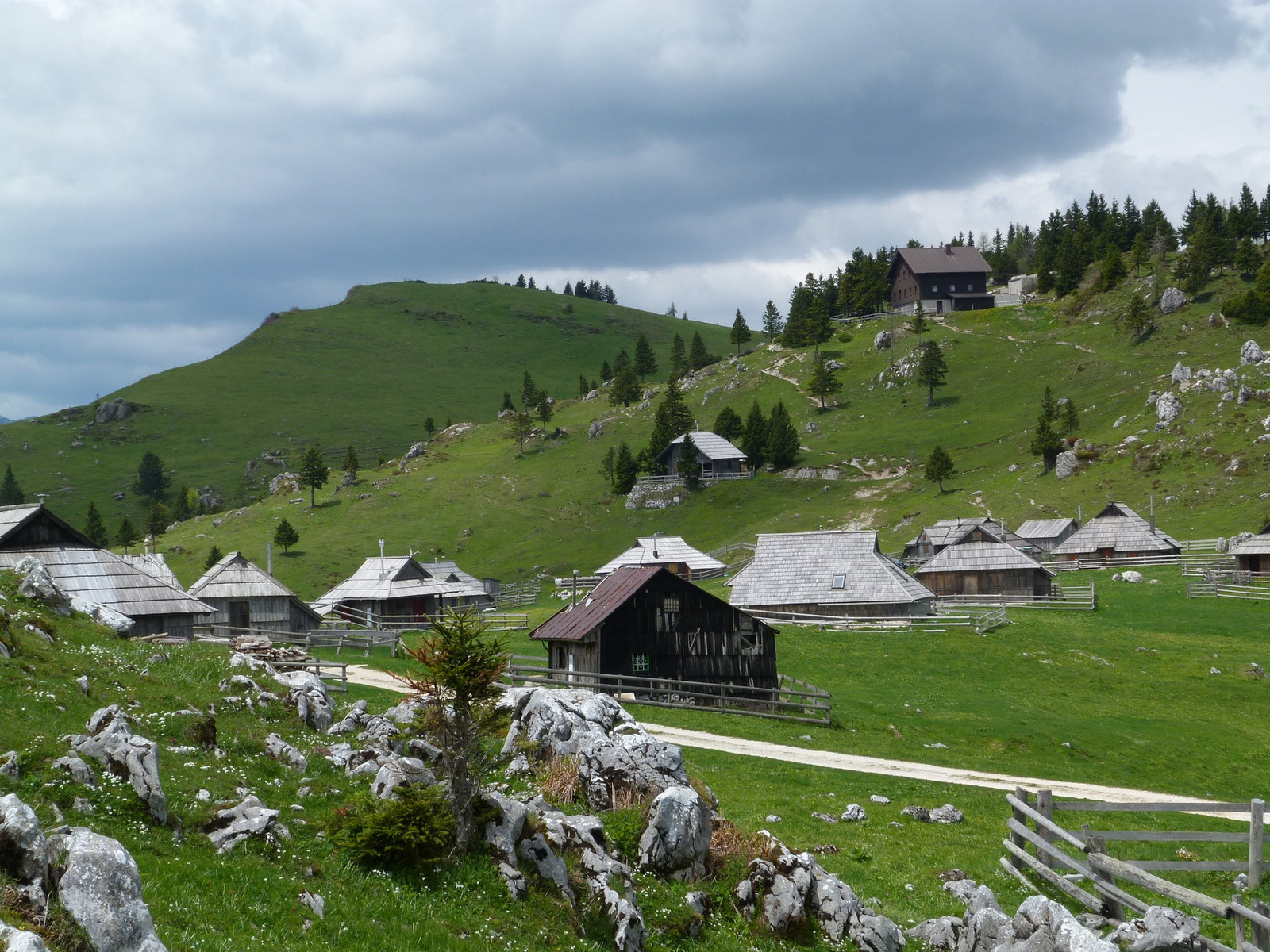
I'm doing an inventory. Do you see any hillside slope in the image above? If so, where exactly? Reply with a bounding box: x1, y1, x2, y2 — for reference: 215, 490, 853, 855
0, 282, 728, 531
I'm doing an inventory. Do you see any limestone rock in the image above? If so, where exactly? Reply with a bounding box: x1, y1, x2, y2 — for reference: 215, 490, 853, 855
71, 704, 167, 823
49, 827, 167, 952
639, 787, 711, 882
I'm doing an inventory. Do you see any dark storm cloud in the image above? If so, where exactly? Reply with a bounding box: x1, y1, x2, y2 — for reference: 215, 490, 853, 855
0, 0, 1238, 416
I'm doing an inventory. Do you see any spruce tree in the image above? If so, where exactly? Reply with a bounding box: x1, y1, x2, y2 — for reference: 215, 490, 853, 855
728, 307, 753, 357
764, 301, 785, 344
84, 499, 110, 548
273, 519, 300, 554
635, 334, 656, 382
678, 433, 701, 490
917, 340, 949, 406
671, 335, 688, 379
614, 440, 639, 495
300, 447, 330, 508
741, 400, 767, 470
764, 400, 799, 470
710, 406, 745, 443
925, 444, 956, 493
0, 465, 27, 505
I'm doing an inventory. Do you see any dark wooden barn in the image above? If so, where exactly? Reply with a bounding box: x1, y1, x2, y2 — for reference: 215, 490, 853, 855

PROBLEMA DATO:
Disponi tutte le righe dell'elenco qui sopra in una tabella Markdown con le colonne «N.» e «Riga», tralasciando le righe vuote. Escludi le immagini dalla risposta.

RISPOSTA FINALE:
| N. | Riga |
|---|---|
| 1 | I'm doing an inventory. Do you see any hillside slope in the image above? If so, where exactly? Reply with a bounding box: x1, y1, x2, y2 — for reference: 215, 490, 853, 855 |
| 2 | 0, 282, 728, 531 |
| 3 | I'm doing an inventory. Do you see any limestone rock in the image above? If so, where exactly? Reply with a bounding box: x1, y1, x2, y2 — for reference: 215, 490, 853, 855 |
| 4 | 71, 704, 167, 823 |
| 5 | 49, 827, 167, 952 |
| 6 | 639, 787, 711, 882 |
| 7 | I'm doing an inventory. Do you see any dark storm cloud in the image above? If so, where exactly? Reply with a bounding box: x1, y1, x2, y2 — for reference: 215, 490, 853, 855 |
| 8 | 0, 0, 1238, 416 |
| 9 | I'm doing an inventory. Do you see any spruce tree in the image above? If so, where exactly? Reply with a bounding box: x1, y1, x2, y2 — for reference: 215, 490, 853, 855 |
| 10 | 728, 307, 753, 357 |
| 11 | 764, 301, 785, 344 |
| 12 | 84, 499, 110, 548 |
| 13 | 273, 519, 300, 554 |
| 14 | 635, 334, 656, 382 |
| 15 | 678, 433, 701, 490 |
| 16 | 917, 340, 949, 406 |
| 17 | 671, 335, 688, 379 |
| 18 | 614, 440, 639, 495 |
| 19 | 300, 447, 330, 508 |
| 20 | 741, 400, 767, 470 |
| 21 | 764, 400, 799, 470 |
| 22 | 710, 406, 745, 443 |
| 23 | 925, 444, 956, 493 |
| 24 | 0, 465, 27, 505 |
| 25 | I'm doing an inventory. Do you see any dark wooden barn in the image above? If so, where exactly? Reply with a bounding box: x1, y1, x2, y2 — for reference: 215, 490, 853, 855 |